## Text section
While almost 40% of patients have a family history of IEIs,4 APDS can also present spontaneously with neither parent being a carrier of the genetic variants which cause the disease.5

Not all patients with APDS look the same – signs and symptoms can vary, even among affected family members.6

Signs and symptoms of APDS typically begin in childhood and get progressively worse over time.1,4

Patients typically experience a variety of acute and chronic clinical features within multiple organ systems.4,7 It is important to look out for the wide range of clinical manifestations associated with APDS, as the onset of signs and symptoms can be relative to a patient’s age.

## Work required
Please say whether each statement agrees with the APDS passage, answering yes or no and quoting the words from the passage that decide it. 1. APDS can occur even when neither parent carries the genetic variants that cause it. 2. Affected members of the same family always show the same signs and symptoms. 3. Signs and symptoms of APDS usually first appear in adulthood. These entries have nothing to do with the APDS passage.

Stored data
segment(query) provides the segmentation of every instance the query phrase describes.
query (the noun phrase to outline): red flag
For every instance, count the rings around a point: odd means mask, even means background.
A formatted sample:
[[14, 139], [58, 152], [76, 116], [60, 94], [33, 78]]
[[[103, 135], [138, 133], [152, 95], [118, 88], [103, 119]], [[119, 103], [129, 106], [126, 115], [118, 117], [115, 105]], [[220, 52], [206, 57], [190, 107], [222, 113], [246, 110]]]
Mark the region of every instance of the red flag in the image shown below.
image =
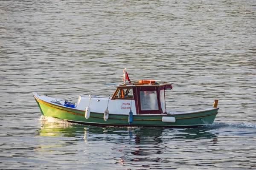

## Result for this exercise
1. Yes: "APDS can also present spontaneously with neither parent being a carrier of the genetic variants which cause the disease"
2. No: "signs and symptoms can vary, even among affected family members"
3. No: "Signs and symptoms of APDS typically begin in childhood"